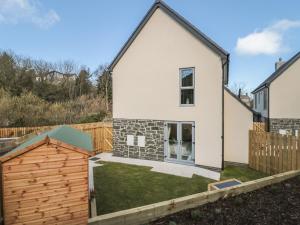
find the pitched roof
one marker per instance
(65, 134)
(277, 73)
(182, 21)
(239, 100)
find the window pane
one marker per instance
(187, 96)
(187, 78)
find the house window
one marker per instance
(187, 86)
(265, 99)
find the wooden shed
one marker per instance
(45, 180)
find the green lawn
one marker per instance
(120, 186)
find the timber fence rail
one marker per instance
(101, 133)
(259, 126)
(273, 153)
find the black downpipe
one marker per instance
(223, 111)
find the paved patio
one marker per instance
(162, 167)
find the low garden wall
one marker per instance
(148, 213)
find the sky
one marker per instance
(91, 32)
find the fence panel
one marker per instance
(100, 132)
(259, 126)
(273, 153)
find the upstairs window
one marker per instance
(187, 86)
(265, 99)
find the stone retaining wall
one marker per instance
(153, 130)
(148, 213)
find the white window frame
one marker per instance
(186, 88)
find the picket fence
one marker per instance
(273, 153)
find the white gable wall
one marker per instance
(285, 93)
(146, 83)
(238, 120)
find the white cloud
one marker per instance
(268, 41)
(28, 11)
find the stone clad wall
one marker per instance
(153, 130)
(277, 124)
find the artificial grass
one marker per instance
(121, 186)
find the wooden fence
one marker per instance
(259, 126)
(21, 131)
(100, 132)
(273, 153)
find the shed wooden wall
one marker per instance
(48, 185)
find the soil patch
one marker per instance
(275, 204)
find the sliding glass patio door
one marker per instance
(180, 141)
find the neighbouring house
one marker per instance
(45, 179)
(168, 93)
(238, 120)
(245, 98)
(276, 99)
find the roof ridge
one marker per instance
(179, 19)
(277, 72)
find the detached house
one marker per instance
(277, 98)
(168, 93)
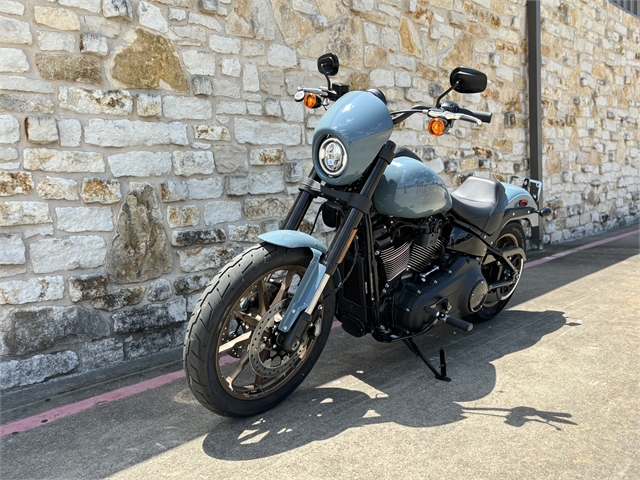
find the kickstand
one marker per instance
(442, 375)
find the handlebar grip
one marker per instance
(483, 116)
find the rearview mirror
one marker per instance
(468, 80)
(328, 64)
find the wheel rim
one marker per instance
(497, 273)
(232, 357)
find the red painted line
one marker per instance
(74, 408)
(578, 249)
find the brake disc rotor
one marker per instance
(267, 359)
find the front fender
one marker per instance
(312, 279)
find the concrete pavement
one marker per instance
(549, 389)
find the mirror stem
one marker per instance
(446, 93)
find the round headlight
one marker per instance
(333, 157)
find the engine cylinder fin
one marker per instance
(395, 260)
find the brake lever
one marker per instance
(439, 113)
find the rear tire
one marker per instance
(221, 339)
(511, 235)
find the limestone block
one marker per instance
(12, 249)
(293, 172)
(15, 31)
(222, 44)
(151, 316)
(92, 43)
(250, 78)
(193, 163)
(11, 7)
(57, 189)
(70, 132)
(15, 183)
(84, 219)
(140, 164)
(282, 57)
(49, 160)
(266, 133)
(86, 287)
(211, 132)
(226, 88)
(68, 253)
(231, 108)
(69, 68)
(204, 258)
(126, 133)
(151, 17)
(199, 63)
(140, 248)
(24, 84)
(93, 6)
(96, 102)
(23, 213)
(230, 67)
(230, 158)
(188, 238)
(222, 211)
(102, 352)
(101, 26)
(100, 190)
(183, 216)
(245, 233)
(206, 21)
(9, 129)
(57, 41)
(25, 103)
(32, 329)
(267, 156)
(147, 61)
(159, 290)
(58, 18)
(270, 207)
(173, 191)
(41, 130)
(179, 108)
(202, 86)
(206, 188)
(117, 8)
(149, 343)
(191, 283)
(20, 373)
(124, 297)
(13, 60)
(148, 105)
(43, 289)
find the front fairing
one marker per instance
(362, 122)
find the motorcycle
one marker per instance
(406, 253)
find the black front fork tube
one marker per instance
(341, 242)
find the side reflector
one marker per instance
(311, 100)
(436, 127)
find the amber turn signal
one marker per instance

* **Objective**:
Reproduce the material verbatim, from the line containing "find the amber turn signal" up to and including the final line of the material.

* **The output**:
find the amber turn signal
one marker per instance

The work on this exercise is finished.